╭─ Data supplied

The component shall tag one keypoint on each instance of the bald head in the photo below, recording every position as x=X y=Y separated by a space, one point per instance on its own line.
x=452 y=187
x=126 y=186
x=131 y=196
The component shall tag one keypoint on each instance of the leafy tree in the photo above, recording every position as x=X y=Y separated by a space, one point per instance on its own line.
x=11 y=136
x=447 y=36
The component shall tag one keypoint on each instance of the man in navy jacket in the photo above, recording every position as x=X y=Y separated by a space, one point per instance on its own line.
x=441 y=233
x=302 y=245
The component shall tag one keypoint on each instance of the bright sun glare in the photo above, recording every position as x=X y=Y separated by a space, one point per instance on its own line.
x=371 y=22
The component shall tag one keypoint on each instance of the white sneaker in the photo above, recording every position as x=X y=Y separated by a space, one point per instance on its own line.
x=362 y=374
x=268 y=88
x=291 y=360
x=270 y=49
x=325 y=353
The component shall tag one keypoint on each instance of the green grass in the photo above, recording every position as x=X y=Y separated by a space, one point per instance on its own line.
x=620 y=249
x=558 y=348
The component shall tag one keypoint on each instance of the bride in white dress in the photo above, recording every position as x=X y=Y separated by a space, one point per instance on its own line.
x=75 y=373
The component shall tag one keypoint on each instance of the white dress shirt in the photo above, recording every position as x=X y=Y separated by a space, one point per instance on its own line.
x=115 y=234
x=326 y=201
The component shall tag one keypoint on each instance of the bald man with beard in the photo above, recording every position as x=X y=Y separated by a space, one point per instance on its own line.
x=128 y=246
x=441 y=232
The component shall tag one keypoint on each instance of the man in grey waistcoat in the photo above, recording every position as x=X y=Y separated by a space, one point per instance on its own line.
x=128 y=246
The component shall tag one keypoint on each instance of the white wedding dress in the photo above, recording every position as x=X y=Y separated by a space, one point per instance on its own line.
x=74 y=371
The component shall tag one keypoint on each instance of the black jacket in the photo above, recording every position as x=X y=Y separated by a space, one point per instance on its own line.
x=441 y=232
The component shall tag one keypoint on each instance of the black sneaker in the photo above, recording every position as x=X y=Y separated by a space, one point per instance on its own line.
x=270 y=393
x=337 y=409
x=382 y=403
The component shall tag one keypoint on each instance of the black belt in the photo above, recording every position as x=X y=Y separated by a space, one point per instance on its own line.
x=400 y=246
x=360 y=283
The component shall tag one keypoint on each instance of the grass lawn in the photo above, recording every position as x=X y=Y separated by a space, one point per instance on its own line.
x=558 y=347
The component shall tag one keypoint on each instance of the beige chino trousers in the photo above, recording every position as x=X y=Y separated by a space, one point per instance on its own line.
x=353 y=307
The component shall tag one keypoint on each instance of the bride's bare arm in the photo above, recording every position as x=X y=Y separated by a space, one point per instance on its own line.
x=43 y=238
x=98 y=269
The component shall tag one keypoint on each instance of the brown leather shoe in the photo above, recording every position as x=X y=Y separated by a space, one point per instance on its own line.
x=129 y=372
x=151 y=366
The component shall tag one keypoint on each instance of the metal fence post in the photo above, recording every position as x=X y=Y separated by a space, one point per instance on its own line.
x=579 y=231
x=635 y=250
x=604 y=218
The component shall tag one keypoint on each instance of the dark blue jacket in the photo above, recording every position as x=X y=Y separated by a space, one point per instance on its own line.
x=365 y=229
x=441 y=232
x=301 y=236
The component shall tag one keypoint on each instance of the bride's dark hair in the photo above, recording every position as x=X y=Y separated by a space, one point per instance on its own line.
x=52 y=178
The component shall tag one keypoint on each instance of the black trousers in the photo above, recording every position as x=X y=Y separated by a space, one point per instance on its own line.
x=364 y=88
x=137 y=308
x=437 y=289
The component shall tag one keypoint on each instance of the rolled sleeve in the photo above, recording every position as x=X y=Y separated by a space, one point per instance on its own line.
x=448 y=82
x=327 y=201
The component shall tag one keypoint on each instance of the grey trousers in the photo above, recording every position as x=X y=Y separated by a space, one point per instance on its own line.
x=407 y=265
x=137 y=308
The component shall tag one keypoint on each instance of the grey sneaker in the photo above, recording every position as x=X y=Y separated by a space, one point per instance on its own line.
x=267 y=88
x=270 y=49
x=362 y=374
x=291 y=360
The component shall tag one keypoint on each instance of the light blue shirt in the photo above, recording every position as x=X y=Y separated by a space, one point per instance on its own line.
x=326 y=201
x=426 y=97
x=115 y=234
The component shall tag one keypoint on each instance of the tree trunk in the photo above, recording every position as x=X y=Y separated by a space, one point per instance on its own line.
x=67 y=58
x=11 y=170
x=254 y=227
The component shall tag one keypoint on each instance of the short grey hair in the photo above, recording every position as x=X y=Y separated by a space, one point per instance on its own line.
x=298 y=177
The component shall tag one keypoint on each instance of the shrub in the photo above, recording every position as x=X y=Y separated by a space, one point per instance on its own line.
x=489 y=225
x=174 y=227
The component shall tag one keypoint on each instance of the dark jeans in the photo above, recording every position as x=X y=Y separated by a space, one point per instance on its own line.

╰─

▸ Task directions
All of the lines above must be returned exactly as they stand.

▸ Answer space
The component shall tag one keypoint on each instance of the bald head in the photo below, recording every position as x=X y=Y separated by a space, one point per instance on its own line.
x=452 y=187
x=126 y=186
x=131 y=196
The component shall tag one keypoint on each instance of the leafy tree in the photo above, recording every position as x=X y=Y separated by a space, one point per instance on its own line.
x=11 y=136
x=447 y=36
The component shall tag one keypoint on each instance of the man in navy jacket in the photo above, recording every position as x=X y=Y separated by a space, one point per instance on its own line.
x=441 y=233
x=302 y=245
The component shall tag one keypoint on each instance of the bright sun glare in the photo above, recording every position as x=X y=Y separated by a space, one point per instance on its own line.
x=371 y=22
The component shall tag one keypoint on each instance of the white sneaker in the photo above, recording every position as x=X y=Y separated by a space, one point per instance on its own line.
x=362 y=374
x=268 y=88
x=291 y=360
x=270 y=49
x=325 y=353
The component shall tag one keypoint on each instance of the green grass in the photo above, recording every position as x=X y=Y separated by a space, one point per instance on its own line.
x=620 y=249
x=558 y=348
The component shall tag one keypoint on each instance of the bride in white dress in the photo above, recording every position as x=X y=Y separated by a space, one point per instance on its own line.
x=75 y=373
The component shall tag one keypoint on each instance of the white dress shirt in the photo above, recording every position as x=X y=Y separated by a space, one point per instance on its own line.
x=115 y=234
x=326 y=201
The component shall tag one keypoint on each instance of the bald man with beard in the photo above, recording every position as x=X y=Y separated by a space, one point per instance on its own line.
x=128 y=246
x=441 y=232
The component shall tag one keypoint on each instance of the man in grey waistcoat in the photo above, recording every position as x=X y=Y separated by a space, one point per instance on its own line.
x=128 y=246
The component shall tag one keypoint on each instance of the white wedding dress in the photo above, recording every position as x=X y=Y separated by a space, one point per instance on its own line.
x=74 y=371
The component shall tag one keypoint on each instance of the black jacket in the photo above, recording every position as x=X y=Y separated by a space, one point per instance on its own line.
x=441 y=232
The component shall tag one keypoint on each instance of the black sneaker in the photo above, recording every position as x=X y=Y separated by a space, one point per instance on its own line.
x=270 y=393
x=337 y=409
x=382 y=403
The component shall tag one keypoint on each instance of the black belt in the photo above, recording every position as x=X y=Y separated by a space, one point per instance on its own line.
x=400 y=246
x=360 y=283
The component shall tag one keypoint on each instance of the grass lawn in the photo above, recording every position as x=X y=Y separated by a space, one point per instance on its own line.
x=558 y=347
The component shall tag one keypoint on each instance of the beige chino trousers in the photo above, recording every position as x=X y=Y separated by a space, one point per instance on its own line.
x=353 y=307
The component shall tag one keypoint on each instance of the bride's bare arm in the photo above, recording every position as x=X y=Y separated by a space, one point per instance on its own line.
x=43 y=238
x=98 y=269
The component shall tag one keypoint on each instance of the brown leather shoe in the photo above, recording every position as x=X y=Y separated by a space, one point per instance on its own line.
x=129 y=372
x=151 y=366
The component shall tag one keypoint on each instance of the metal fence post in the photo above, recording every position as x=X y=Y separated by a space, one point per instance on its own line.
x=579 y=231
x=635 y=250
x=604 y=218
The component shall tag one keypoint on each instance of the dark blue jacket in the photo above, recording every position as x=X y=Y separated by a space, one point per instance on its own line.
x=365 y=229
x=441 y=232
x=301 y=236
The component shall tag one keypoint on each instance of the bride's dark hair in the photo above, recording every position as x=X y=Y separated by a space, one point per instance on its own line.
x=52 y=178
The component shall tag one keypoint on each instance of the black trousers in the photo above, recording every position as x=X y=Y separated by a space, one point per instance on its own line.
x=364 y=88
x=137 y=308
x=437 y=289
The component shall tag one keypoint on each instance of the rolled sleeve in the photo above, recording every position as x=X y=Y separated by a space, one point per instance on its own line.
x=448 y=82
x=327 y=201
The component shall tag one keypoint on each instance of the grey trousers in the photo above, recording every position as x=X y=Y separated by a space, one point per instance on its own line.
x=407 y=265
x=137 y=308
The component shall tag one keypoint on each instance of the grey sneaker in the photo above, recording every position as x=X y=Y separated by a space, one point per instance on its own line.
x=267 y=88
x=270 y=49
x=362 y=374
x=291 y=360
The component shall tag one keypoint on each instance of the light blue shirt in the photo above, recording every position as x=X y=Y separated by a space, one point per instance on its own line.
x=326 y=201
x=426 y=97
x=115 y=234
The component shall tag one keypoint on each instance of the tree trunk in the photo above, recording every position as x=X y=Y separated by a space, one point per instance on its own line.
x=67 y=58
x=11 y=170
x=254 y=227
The component shall tag one keypoint on each instance of the short grey hair in the photo above, recording every position as x=X y=Y separated by a space, one point per instance on its own line.
x=298 y=177
The component shall tag one keypoint on each instance of the shrub in the photo above, recording every position as x=X y=Y separated by a space, one point per instance on its own line.
x=489 y=225
x=174 y=227
The component shall tag one keypoint on each instance of the dark jeans in the photo above, recording every position as x=X y=Y separated by a space, one point per instance on its own line.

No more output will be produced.